**What to do**
Collect every line of the records that contains the string "Give", treating uppercase and lowercase letters as distinct, and copy each such line.

Stored data:

_____

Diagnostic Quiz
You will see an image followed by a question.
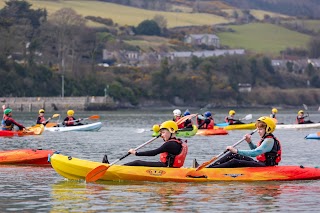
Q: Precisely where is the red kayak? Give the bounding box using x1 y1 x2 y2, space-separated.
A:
0 149 54 166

_____

**Task solution**
Q: Precisely where is the red kayak? Give the bounding box using x1 y1 x2 y2, space-separated.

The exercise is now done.